** start Text passage **

Canada about to lose any vestige of internet privacy

Despite how pro-privacy the Harper government has claimed to be, with the destruction of the long gun registry out of privacy concerns, it is absolutely no surprise to me that they’re total hypocrites when it comes to actual privacy concerns, like warrantless information-gathering from ISPs.

Suppose you read an online article – not this one, hopefully – that makes you so angry you post a comment under your online pseudonym, “Irate Canuck,” saying that someone ought to shoot the author. The police notice.

Under legislation that the Conservatives will soon be introducing, the police could order your Internet service provider to hand over your personal information so that they could have a talk with you.

If they are sufficiently concerned, they could get a warrant and begin tracking your every move. You really should have turned off the GPS on your smart phone.
[...]

The Conservatives insist that the only digital information that police could require Internet service providers to obtain without a warrant is the sort any good investigator (or reporter) can find through online trolling.

But Jennifer Stoddart, the federal Privacy Commissioner, reads the legislation very differently. Based on the previous versions of the bills, she wrote to Public Safety Minister Vic Toews recently, “there is not even a requirement for the commission of a crime to justify access to personal information – real names, home address, unlisted numbers, e-mail addresses, IP addresses and much more – without a warrant.”

** end Text passage **
** start Data rows **

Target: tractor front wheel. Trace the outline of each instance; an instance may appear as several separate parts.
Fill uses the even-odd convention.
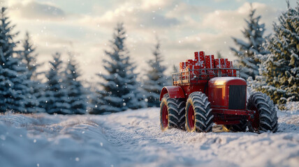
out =
[[[160,104],[161,129],[165,131],[168,128],[184,129],[184,99],[170,98],[168,93],[163,96]]]
[[[247,109],[256,111],[254,120],[249,122],[250,132],[277,131],[277,111],[269,96],[259,92],[252,94],[248,100]]]
[[[194,92],[186,105],[186,127],[188,132],[210,132],[214,116],[207,97],[201,92]]]

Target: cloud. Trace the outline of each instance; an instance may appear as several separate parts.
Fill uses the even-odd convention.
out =
[[[59,19],[66,16],[59,7],[50,3],[40,3],[35,1],[23,2],[13,1],[8,3],[12,10],[11,16],[25,19]]]
[[[260,3],[253,3],[252,6],[256,9],[255,16],[261,15],[261,22],[265,23],[266,27],[270,27],[273,16],[277,15],[277,10]],[[233,34],[235,31],[240,31],[246,26],[244,19],[248,18],[250,8],[249,3],[245,3],[235,10],[215,10],[206,15],[202,24],[216,32]]]

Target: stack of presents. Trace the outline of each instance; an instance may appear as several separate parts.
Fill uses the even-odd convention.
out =
[[[217,77],[218,70],[221,70],[223,77],[237,77],[236,70],[227,69],[233,68],[233,62],[228,58],[215,59],[214,55],[205,55],[203,51],[194,52],[194,60],[188,59],[180,63],[180,72],[183,72],[183,79],[187,72],[190,72],[190,78],[200,77],[203,79]]]

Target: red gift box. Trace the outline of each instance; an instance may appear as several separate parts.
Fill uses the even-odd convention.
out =
[[[216,58],[215,59],[215,68],[225,68],[226,65],[224,65],[225,59],[227,58]],[[226,70],[221,70],[221,76],[226,75]]]
[[[231,68],[233,66],[233,62],[231,61],[226,61],[226,68]],[[227,76],[228,77],[231,77],[232,76],[232,70],[227,70]]]
[[[180,63],[180,72],[183,72],[188,65],[188,62],[183,61]]]
[[[203,51],[194,52],[194,61],[196,65],[200,65],[201,68],[205,67],[205,52]]]
[[[233,61],[228,61],[228,63],[230,64],[230,68],[233,68]],[[231,70],[229,73],[228,73],[228,70]],[[237,70],[228,70],[228,73],[231,77],[237,77]]]
[[[206,68],[214,68],[214,55],[207,55],[205,56],[205,67]],[[207,70],[207,74],[208,74],[209,77],[212,78],[214,77],[214,73],[212,70]]]
[[[187,69],[190,71],[190,74],[198,75],[200,74],[199,70],[201,69],[201,67],[197,65],[188,65]]]
[[[194,61],[193,59],[187,59],[186,60],[186,62],[188,62],[188,64],[187,65],[188,66],[188,65],[195,65],[196,61]]]
[[[221,68],[221,58],[216,58],[214,62],[215,68]]]

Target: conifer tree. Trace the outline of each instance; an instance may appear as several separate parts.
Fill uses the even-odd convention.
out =
[[[42,103],[41,100],[45,90],[45,84],[37,78],[38,74],[36,72],[37,67],[42,64],[38,63],[36,60],[38,54],[35,54],[35,50],[36,48],[31,44],[29,34],[27,32],[20,54],[22,61],[27,66],[26,74],[29,79],[27,84],[30,88],[33,102],[29,103],[26,107],[31,112],[41,113],[45,111],[44,107],[40,105]]]
[[[19,51],[15,51],[17,35],[13,33],[15,26],[6,15],[6,8],[0,11],[0,112],[10,110],[29,113],[25,107],[31,102],[26,66],[22,63]]]
[[[258,55],[262,60],[260,74],[251,86],[268,94],[273,102],[284,109],[286,102],[299,101],[299,1],[293,9],[279,17],[279,24],[273,23],[274,33],[265,45],[270,51]]]
[[[72,113],[84,114],[86,113],[87,97],[85,88],[78,80],[80,73],[77,69],[78,65],[75,60],[70,58],[65,72],[66,86],[68,97],[69,110]]]
[[[242,31],[247,41],[233,38],[239,49],[231,47],[235,55],[238,57],[238,65],[241,66],[240,77],[247,79],[251,77],[254,79],[258,75],[258,65],[260,61],[255,54],[265,55],[268,53],[263,47],[265,39],[263,37],[265,32],[265,24],[260,24],[261,15],[254,17],[256,9],[252,6],[249,15],[249,19],[245,19],[247,28]]]
[[[53,61],[49,61],[51,68],[46,74],[48,81],[43,102],[48,113],[71,114],[67,89],[61,78],[62,61],[60,56],[57,52],[53,55]]]
[[[108,58],[103,60],[103,66],[107,74],[98,74],[105,81],[99,83],[103,87],[101,90],[101,101],[99,111],[103,112],[119,112],[128,109],[138,109],[142,106],[138,100],[140,92],[136,81],[136,66],[131,62],[129,51],[124,40],[126,31],[123,24],[117,24],[110,41],[110,51],[105,51]]]
[[[155,49],[152,52],[153,58],[147,63],[150,70],[147,71],[147,80],[145,81],[143,88],[147,93],[145,98],[147,99],[147,106],[159,106],[160,91],[166,81],[166,77],[163,72],[166,67],[162,65],[162,56],[160,53],[160,43],[158,41],[155,45]]]

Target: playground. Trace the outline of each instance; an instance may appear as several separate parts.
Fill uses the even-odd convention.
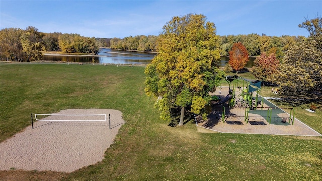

** end Data rows **

- Given problem
According to the internet privacy article, who is the federal Privacy Commissioner? Use only the internet privacy article to answer, not the data.

- Complete response
Jennifer Stoddart.